BEGIN

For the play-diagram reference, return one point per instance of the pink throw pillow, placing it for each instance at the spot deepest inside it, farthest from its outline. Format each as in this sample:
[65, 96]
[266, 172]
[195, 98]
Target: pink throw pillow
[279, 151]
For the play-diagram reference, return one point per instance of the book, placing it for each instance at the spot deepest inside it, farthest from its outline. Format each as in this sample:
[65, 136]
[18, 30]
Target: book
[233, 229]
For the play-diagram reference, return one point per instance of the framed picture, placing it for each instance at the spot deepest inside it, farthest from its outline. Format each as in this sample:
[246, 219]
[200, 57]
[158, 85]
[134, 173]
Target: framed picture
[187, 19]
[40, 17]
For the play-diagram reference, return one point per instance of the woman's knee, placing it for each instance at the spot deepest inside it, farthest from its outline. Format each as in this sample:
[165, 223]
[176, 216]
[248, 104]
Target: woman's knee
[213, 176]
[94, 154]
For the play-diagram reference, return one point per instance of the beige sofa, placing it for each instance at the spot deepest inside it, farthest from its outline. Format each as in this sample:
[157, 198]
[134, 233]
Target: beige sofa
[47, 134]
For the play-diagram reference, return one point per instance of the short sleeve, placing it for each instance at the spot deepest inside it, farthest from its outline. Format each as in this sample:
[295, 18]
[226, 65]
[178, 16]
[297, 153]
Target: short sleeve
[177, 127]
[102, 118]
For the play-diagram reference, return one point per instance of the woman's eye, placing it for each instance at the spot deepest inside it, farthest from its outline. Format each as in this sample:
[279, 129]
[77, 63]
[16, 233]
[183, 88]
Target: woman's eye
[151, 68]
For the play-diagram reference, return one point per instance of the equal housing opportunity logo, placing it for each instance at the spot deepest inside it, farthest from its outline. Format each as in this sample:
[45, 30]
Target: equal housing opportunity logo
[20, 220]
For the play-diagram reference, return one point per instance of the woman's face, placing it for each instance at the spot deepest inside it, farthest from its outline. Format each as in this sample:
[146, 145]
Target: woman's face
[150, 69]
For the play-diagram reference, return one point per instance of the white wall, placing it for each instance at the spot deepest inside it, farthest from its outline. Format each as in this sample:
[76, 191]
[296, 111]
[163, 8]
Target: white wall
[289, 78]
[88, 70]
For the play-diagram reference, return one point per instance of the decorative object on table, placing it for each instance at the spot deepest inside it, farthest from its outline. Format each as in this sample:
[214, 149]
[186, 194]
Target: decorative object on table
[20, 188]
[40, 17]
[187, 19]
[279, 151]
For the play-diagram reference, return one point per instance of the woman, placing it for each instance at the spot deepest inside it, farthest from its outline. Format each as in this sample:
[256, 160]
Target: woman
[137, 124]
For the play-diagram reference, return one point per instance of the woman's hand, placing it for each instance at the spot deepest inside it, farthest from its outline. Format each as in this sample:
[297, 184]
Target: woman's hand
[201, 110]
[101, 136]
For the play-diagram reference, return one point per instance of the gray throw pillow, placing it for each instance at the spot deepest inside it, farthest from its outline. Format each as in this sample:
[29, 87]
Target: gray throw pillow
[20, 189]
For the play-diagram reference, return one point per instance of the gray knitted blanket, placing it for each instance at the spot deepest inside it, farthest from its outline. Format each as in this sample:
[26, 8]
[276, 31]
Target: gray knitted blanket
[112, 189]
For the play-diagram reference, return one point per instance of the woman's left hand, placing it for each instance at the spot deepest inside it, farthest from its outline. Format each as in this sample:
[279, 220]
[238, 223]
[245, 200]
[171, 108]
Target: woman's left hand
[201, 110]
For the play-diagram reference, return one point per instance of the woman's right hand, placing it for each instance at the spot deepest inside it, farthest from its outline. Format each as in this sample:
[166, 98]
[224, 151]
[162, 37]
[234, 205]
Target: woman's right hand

END

What is being asked ▸ Filter the entries down to the lines containing "right". Copy each of those lines.

Answer section ▸
For the play-diagram reference, return one point per instance of the woman's right hand, placing it for each instance at the spot deepest inside it, farthest from its outline. Format each as in this sample:
Target: woman's right hand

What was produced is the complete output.